Saved data entries
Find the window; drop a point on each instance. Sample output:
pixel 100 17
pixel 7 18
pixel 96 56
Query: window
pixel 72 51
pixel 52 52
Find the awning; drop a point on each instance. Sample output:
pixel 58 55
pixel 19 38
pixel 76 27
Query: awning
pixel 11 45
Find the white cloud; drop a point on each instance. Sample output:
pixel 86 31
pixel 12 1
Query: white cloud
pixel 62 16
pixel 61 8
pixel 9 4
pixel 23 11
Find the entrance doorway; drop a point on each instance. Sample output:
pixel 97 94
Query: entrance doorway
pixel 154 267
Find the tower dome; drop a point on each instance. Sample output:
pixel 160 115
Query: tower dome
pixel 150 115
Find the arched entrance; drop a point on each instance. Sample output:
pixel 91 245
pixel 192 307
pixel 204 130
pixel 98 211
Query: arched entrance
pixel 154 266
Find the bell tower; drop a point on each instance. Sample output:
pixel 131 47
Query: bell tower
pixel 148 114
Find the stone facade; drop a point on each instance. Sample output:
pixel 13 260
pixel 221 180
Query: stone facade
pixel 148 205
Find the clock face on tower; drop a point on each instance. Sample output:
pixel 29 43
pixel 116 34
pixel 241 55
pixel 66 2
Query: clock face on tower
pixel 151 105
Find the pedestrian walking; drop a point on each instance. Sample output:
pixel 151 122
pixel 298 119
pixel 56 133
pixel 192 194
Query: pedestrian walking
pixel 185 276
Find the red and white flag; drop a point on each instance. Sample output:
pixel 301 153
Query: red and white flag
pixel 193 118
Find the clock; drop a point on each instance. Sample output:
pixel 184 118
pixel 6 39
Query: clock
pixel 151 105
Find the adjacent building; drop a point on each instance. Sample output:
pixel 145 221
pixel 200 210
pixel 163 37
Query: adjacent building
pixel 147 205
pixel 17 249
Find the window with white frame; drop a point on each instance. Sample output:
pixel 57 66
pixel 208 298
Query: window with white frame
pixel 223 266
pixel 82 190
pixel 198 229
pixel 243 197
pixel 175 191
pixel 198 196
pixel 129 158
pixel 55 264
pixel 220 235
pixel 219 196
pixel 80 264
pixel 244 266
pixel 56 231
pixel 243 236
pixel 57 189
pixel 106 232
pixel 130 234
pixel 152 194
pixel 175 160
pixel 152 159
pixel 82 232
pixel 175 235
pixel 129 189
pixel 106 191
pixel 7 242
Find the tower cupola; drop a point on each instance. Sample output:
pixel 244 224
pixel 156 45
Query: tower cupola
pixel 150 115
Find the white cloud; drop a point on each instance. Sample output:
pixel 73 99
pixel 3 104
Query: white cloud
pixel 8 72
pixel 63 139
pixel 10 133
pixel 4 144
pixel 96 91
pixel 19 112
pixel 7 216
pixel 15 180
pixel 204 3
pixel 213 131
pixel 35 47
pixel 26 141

YOUR INSTRUCTIONS: Write out the entries above once more, without altering anything.

COMPLETE ANSWER:
Find the window; drop a point on each instance. Sample output:
pixel 100 17
pixel 7 18
pixel 96 56
Query: window
pixel 72 51
pixel 52 52
Find the awning; drop a point on each instance. Sample output:
pixel 58 55
pixel 19 38
pixel 76 27
Query: awning
pixel 11 45
Find the white cloud; drop a point on each instance. Sample output:
pixel 86 31
pixel 12 1
Query: white cloud
pixel 62 16
pixel 61 8
pixel 9 4
pixel 23 11
Find the entrance doorway; drop a point on each instance. Sample output:
pixel 97 94
Query: entrance doorway
pixel 154 267
Find the tower dome; drop a point on each instance. Sample output:
pixel 160 115
Query: tower dome
pixel 150 115
Find the arched entrance; drop a point on each instance. Sample output:
pixel 91 245
pixel 192 307
pixel 204 130
pixel 98 211
Query: arched entrance
pixel 154 266
Find the bell tower; drop a point on each instance. Sample output:
pixel 131 47
Query: bell tower
pixel 148 114
Find the stone facade; drop a point on each instance. Sample output:
pixel 13 260
pixel 221 180
Query: stone facade
pixel 148 205
Find the clock face on tower; drop a point on each instance. Sample output:
pixel 29 43
pixel 116 34
pixel 241 55
pixel 66 2
Query: clock face on tower
pixel 151 105
Find the pedestrian walking; drop a point on each instance. Sample output:
pixel 151 122
pixel 298 119
pixel 56 133
pixel 192 194
Query: pedestrian walking
pixel 185 276
Find the red and white flag; drop a point on each instance. Sample output:
pixel 301 153
Query: red and white flag
pixel 193 118
Find the clock; drop a point on each instance. Sample output:
pixel 184 118
pixel 6 39
Query: clock
pixel 151 105
Find the adjacent building; drop a point on each instance. Sample output:
pixel 145 221
pixel 200 210
pixel 163 37
Query: adjacent building
pixel 147 205
pixel 17 249
Find the window with white frame; drop a point on each instance. Sample output:
pixel 57 66
pixel 208 298
Query: window with white frame
pixel 223 266
pixel 82 190
pixel 198 229
pixel 243 197
pixel 175 191
pixel 198 196
pixel 129 158
pixel 55 264
pixel 220 235
pixel 219 196
pixel 80 264
pixel 244 266
pixel 56 231
pixel 243 236
pixel 57 189
pixel 106 232
pixel 130 234
pixel 152 194
pixel 175 160
pixel 152 159
pixel 82 232
pixel 175 235
pixel 129 189
pixel 106 191
pixel 7 242
Find the tower cupola; drop a point on each instance. Sample output:
pixel 244 224
pixel 156 45
Query: tower cupola
pixel 150 115
Find the white cloud; drop a point on each instance. Sample output:
pixel 73 99
pixel 3 104
Query: white cloud
pixel 8 72
pixel 63 139
pixel 10 133
pixel 4 144
pixel 96 91
pixel 19 112
pixel 7 216
pixel 15 180
pixel 204 3
pixel 213 131
pixel 35 47
pixel 26 141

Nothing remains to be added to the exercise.